__Problem details__
Which lines run from the line containing "its own line" through the end of the records below? Reproduce them exactly, and nothing else.

__Supplied records__

▬▬▬

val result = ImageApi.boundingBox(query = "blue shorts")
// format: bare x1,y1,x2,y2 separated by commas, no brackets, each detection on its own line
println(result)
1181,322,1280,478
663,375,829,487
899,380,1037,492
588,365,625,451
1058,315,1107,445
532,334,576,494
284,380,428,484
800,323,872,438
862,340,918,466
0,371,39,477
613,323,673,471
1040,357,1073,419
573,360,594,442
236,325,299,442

▬▬▬

__Problem solution__
// format: bare x1,y1,x2,y2 separated by commas, no brackets, each detection on its own line
println(result)
1181,322,1280,478
663,375,829,487
899,380,1037,492
588,365,625,451
1058,315,1107,445
532,334,576,494
284,380,428,484
800,323,872,438
862,340,918,466
0,371,39,477
613,323,673,471
1040,357,1073,419
573,360,594,442
236,325,299,442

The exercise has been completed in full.